■ What the task requires:
Once you find the line with "Guideline: every pink" in the entries below, return exactly every line from it through the line with "Guideline: every badger's smaller".
___ Data ___
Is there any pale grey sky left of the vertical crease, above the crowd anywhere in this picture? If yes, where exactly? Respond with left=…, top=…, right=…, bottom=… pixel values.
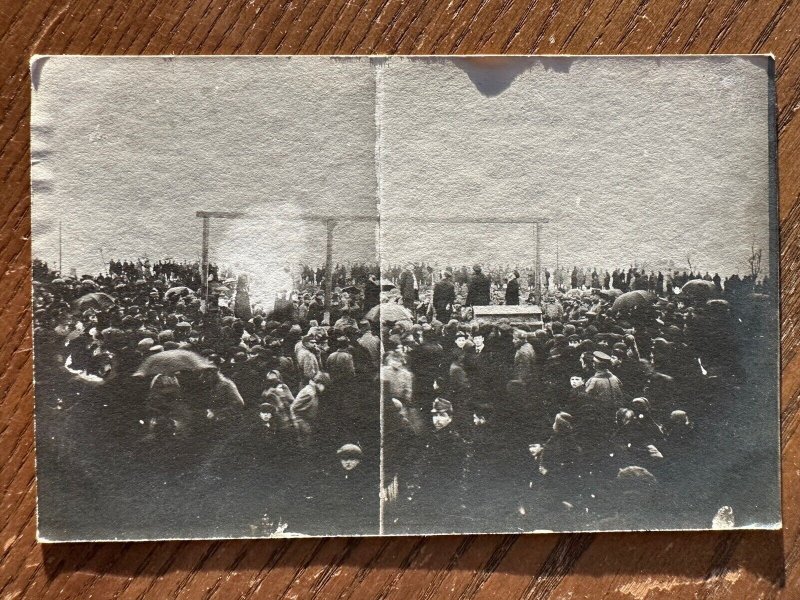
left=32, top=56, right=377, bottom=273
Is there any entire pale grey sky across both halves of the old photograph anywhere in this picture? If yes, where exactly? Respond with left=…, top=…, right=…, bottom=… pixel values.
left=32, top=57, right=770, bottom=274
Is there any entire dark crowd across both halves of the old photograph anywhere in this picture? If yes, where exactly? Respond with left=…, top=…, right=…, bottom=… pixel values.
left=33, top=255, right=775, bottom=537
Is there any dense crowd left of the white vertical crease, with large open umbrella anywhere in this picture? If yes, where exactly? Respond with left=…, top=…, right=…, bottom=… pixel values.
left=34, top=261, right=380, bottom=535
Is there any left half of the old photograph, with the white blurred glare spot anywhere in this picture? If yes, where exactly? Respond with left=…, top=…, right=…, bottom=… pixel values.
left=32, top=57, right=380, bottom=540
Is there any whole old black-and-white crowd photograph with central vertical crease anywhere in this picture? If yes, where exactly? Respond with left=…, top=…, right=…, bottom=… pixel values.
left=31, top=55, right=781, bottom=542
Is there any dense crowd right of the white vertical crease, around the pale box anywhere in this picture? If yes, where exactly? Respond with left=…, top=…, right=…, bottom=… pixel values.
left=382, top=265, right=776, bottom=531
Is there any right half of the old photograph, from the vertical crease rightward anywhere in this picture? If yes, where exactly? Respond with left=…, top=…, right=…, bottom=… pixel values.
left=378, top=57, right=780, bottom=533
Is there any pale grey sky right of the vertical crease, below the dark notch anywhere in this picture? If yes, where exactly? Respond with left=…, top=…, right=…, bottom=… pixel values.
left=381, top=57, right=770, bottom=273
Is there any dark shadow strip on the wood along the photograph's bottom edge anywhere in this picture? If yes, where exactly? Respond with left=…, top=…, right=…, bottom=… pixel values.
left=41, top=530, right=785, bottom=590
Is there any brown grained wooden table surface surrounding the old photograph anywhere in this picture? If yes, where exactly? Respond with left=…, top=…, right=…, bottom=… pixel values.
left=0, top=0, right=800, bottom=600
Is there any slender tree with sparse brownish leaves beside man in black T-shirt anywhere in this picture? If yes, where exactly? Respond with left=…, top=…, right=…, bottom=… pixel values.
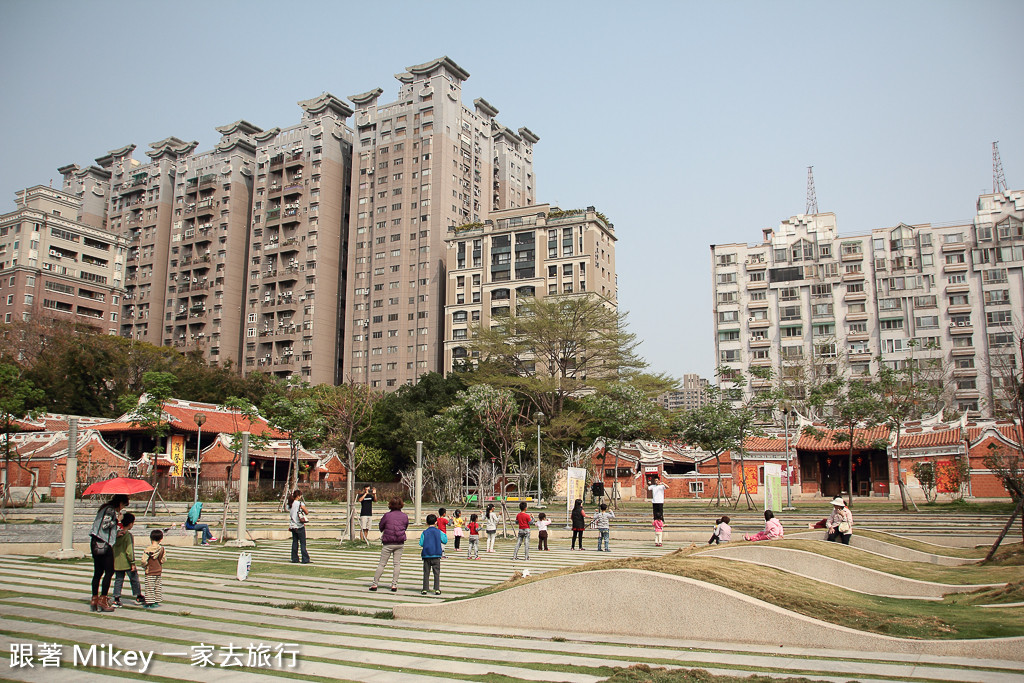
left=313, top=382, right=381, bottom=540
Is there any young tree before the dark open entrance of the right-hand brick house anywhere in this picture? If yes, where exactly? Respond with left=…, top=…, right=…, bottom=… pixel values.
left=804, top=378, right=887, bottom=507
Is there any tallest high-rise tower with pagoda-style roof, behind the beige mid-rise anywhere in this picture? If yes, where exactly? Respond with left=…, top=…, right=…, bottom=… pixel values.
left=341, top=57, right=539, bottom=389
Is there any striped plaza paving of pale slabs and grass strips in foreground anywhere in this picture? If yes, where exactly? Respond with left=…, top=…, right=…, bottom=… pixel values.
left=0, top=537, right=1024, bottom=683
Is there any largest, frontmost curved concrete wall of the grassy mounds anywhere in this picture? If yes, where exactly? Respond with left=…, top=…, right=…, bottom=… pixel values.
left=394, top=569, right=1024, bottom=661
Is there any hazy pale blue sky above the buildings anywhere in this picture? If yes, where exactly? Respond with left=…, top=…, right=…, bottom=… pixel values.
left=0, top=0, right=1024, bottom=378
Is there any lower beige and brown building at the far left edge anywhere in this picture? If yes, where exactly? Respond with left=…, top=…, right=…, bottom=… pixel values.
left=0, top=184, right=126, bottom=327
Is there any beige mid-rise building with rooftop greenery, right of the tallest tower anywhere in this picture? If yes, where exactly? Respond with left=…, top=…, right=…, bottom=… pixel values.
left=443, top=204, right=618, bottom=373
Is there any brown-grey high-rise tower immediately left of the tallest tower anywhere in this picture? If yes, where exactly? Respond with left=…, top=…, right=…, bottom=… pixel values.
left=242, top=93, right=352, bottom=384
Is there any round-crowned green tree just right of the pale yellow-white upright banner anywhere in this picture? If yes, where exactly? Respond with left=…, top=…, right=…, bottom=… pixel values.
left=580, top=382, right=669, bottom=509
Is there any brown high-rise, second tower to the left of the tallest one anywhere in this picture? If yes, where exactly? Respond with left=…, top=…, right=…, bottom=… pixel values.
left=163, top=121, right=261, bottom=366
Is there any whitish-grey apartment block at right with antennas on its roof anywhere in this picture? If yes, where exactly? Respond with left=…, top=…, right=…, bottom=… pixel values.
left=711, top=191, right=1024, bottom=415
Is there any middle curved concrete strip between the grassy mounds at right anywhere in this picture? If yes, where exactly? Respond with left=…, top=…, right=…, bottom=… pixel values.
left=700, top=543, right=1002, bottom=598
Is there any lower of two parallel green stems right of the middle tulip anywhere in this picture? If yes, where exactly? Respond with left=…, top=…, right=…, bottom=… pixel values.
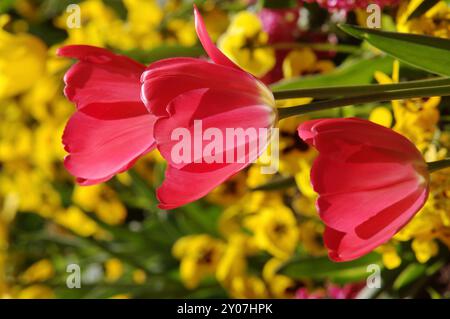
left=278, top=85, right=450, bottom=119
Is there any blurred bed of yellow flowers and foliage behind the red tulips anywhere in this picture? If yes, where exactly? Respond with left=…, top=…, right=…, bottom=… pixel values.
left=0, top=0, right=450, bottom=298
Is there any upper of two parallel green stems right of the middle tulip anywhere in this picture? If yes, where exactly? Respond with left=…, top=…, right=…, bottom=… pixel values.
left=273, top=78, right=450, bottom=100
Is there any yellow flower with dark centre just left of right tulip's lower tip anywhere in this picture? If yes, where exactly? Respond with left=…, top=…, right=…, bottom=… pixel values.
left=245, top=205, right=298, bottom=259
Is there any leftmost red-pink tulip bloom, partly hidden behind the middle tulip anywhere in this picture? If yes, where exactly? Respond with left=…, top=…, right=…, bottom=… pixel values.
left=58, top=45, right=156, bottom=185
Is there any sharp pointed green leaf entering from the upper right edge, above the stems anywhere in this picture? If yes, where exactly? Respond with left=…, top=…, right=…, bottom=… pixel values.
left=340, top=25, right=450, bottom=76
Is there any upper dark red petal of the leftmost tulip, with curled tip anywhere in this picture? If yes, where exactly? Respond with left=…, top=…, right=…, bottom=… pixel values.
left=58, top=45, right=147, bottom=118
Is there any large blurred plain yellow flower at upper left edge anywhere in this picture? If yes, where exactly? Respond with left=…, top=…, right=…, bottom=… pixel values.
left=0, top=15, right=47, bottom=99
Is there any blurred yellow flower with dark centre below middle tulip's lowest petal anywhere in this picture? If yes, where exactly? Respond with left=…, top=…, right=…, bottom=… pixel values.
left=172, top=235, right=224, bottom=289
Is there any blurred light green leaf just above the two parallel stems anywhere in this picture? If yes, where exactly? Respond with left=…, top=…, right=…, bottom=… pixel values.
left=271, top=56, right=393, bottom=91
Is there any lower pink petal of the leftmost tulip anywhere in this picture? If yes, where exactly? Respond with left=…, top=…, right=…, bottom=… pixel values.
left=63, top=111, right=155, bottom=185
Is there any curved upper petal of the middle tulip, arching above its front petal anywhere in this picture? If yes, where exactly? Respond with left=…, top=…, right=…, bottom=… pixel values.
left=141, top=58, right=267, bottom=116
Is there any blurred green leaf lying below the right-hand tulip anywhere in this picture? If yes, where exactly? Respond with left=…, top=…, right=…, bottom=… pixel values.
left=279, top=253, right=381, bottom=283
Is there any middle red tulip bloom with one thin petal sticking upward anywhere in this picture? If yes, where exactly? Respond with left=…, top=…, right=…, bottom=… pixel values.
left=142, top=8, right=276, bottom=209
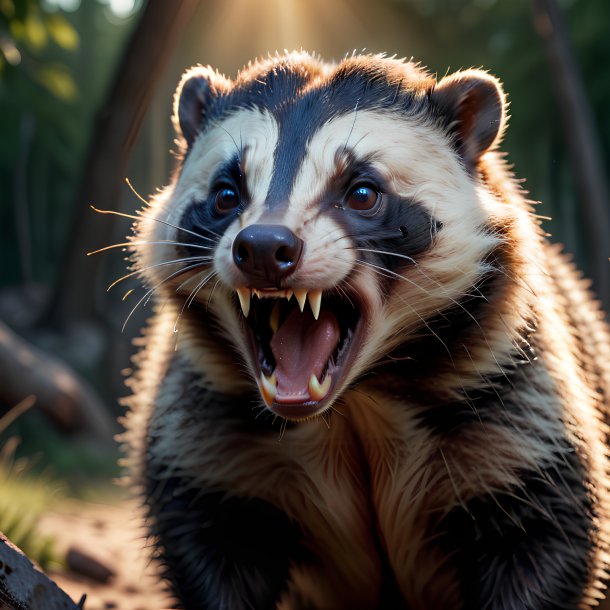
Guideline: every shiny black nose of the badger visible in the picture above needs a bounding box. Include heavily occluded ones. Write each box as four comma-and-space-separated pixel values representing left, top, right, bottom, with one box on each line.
___
___ Data ___
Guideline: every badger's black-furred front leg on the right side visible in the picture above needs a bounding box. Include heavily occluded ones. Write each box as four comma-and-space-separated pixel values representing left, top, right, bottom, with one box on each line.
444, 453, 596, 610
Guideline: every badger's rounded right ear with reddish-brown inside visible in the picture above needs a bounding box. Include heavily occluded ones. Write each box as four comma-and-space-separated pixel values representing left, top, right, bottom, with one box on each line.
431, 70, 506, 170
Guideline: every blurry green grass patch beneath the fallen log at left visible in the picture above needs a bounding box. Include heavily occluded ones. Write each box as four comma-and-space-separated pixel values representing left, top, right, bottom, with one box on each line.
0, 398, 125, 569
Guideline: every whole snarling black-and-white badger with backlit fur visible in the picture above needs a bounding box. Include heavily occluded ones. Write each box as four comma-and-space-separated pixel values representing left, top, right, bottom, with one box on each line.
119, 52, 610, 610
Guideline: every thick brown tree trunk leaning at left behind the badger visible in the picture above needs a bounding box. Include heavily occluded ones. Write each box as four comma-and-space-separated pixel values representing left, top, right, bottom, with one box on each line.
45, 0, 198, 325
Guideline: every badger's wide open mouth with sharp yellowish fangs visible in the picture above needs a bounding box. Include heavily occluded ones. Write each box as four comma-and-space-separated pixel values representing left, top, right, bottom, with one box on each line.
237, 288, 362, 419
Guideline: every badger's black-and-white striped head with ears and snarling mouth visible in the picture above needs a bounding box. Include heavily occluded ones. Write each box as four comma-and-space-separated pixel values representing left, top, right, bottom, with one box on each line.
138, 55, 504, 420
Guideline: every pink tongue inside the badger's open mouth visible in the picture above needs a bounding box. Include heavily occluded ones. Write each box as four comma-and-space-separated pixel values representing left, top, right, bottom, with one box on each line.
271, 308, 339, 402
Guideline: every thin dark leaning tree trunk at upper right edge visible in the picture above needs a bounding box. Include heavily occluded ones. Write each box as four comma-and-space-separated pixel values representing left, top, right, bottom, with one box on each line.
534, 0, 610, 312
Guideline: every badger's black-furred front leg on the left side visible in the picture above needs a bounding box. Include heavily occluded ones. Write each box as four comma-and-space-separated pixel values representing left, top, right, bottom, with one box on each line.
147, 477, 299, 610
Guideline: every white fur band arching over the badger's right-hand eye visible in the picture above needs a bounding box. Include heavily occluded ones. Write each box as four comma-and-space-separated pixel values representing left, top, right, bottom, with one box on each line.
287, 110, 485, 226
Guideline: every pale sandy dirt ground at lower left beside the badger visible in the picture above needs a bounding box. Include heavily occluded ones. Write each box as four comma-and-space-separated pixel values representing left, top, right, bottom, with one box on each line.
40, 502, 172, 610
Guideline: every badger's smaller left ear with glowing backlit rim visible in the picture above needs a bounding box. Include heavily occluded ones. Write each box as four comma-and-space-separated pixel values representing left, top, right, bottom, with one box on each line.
___
___ Data ___
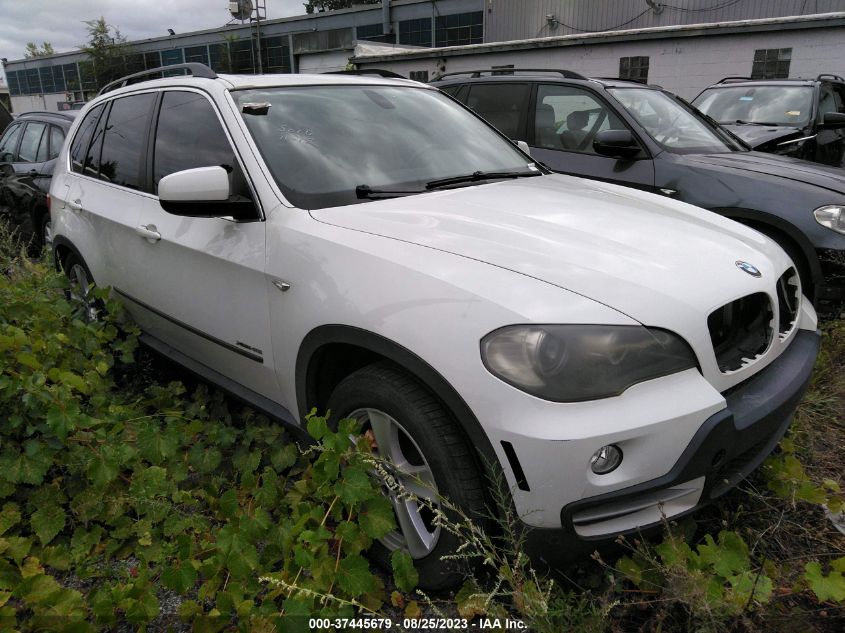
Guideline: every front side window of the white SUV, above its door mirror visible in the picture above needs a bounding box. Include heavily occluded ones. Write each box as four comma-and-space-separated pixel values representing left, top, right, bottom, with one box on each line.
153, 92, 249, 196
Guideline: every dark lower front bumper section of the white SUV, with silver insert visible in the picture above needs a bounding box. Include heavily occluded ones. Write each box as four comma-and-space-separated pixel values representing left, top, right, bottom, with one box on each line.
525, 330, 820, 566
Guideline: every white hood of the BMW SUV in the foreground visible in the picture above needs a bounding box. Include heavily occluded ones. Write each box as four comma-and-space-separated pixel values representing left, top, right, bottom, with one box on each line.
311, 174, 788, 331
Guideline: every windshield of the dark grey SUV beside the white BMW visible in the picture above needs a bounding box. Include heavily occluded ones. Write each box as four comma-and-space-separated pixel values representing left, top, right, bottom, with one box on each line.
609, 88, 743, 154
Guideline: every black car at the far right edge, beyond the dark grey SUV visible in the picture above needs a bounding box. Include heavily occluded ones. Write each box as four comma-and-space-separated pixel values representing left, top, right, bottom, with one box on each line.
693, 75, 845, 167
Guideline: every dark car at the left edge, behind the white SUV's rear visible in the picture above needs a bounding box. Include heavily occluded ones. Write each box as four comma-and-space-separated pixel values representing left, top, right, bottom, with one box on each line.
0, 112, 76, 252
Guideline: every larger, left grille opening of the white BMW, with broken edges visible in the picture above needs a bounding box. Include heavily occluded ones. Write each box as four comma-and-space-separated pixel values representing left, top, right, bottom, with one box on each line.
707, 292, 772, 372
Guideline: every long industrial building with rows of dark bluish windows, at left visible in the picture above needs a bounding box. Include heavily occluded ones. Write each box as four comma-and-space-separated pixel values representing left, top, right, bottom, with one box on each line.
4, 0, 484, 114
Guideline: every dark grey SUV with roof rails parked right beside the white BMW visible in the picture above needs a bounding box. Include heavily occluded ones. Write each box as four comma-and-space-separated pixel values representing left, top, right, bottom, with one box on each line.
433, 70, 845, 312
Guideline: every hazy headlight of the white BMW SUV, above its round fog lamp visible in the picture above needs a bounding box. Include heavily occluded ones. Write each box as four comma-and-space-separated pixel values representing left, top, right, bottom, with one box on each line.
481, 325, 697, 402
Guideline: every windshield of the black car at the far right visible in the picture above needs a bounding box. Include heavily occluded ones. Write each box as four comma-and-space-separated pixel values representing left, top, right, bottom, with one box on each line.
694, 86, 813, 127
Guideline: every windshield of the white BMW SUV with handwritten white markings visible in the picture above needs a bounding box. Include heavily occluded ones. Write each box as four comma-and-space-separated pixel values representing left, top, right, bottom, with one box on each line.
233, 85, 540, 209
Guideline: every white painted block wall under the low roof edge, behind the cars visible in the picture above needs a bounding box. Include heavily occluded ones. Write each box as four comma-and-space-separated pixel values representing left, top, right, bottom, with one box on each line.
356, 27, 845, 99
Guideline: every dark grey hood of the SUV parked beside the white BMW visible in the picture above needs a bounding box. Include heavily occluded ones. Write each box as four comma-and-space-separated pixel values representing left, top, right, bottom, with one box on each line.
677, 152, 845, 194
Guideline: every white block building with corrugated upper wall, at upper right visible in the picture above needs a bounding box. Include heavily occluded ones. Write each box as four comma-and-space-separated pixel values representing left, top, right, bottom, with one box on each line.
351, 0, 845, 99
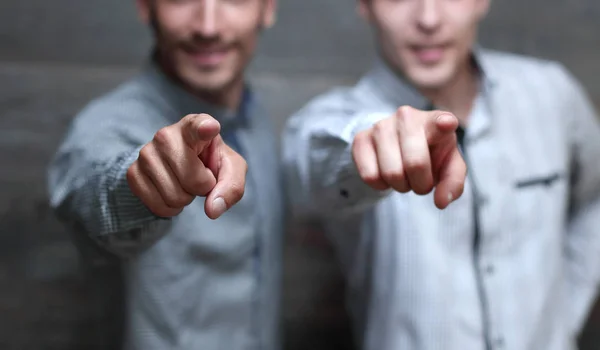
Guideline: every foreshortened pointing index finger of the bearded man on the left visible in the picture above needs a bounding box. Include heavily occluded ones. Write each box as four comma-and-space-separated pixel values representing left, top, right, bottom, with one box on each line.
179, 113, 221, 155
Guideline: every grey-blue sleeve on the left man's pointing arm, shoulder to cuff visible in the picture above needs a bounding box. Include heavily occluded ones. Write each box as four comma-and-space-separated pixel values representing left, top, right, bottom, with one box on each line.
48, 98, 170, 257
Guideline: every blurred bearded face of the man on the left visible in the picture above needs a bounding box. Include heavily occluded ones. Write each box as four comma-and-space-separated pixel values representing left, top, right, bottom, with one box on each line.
___
■ Written solution:
Guideline: every pink tongue inside the badger's open mouth visible in the picture above needs a bounding box. Include heavily occluded ones. Write each box as four comma-and-space-separated pixel values representing left, top, right, bottom, with one box on each line.
271, 308, 339, 402
Guideline: every thin dark leaning tree trunk at upper right edge visible in the picture above needs a bounding box. Include heavily occluded ones. Write each box as four comma-and-space-separated pixel values representing left, top, right, bottom, with one box on each line.
534, 0, 610, 312
Guideline: every badger's black-furred front leg on the left side visible in the picture above needs a bounding box. Include heavily occluded ones. Write each box as four comma-and-space-separated pixel values representing left, top, right, bottom, with one box on each line.
147, 477, 299, 610
Guideline: every white fur band arching over the badger's right-hand eye visible in the picture above needs a bounding box. Include heavily occluded ones. Write each box as four comma-and-space-separated pixel values representing left, top, right, bottom, with one box on each line.
287, 110, 485, 226
Guideline: every pale sandy dirt ground at lower left beside the badger visible in the picture above needs a bounding box. Include heavily occluded ones. Write each box as four comma-and-space-separated pixel values representing left, top, right, bottom, with one box on each line.
40, 502, 172, 610
Guideline: every badger's smaller left ear with glowing backlit rim visible in the picture above needs a bounding box. Include heavily occluded ones. Write each box as four comma-and-space-separated pixel values representing left, top, right, bottom, with one box on each line.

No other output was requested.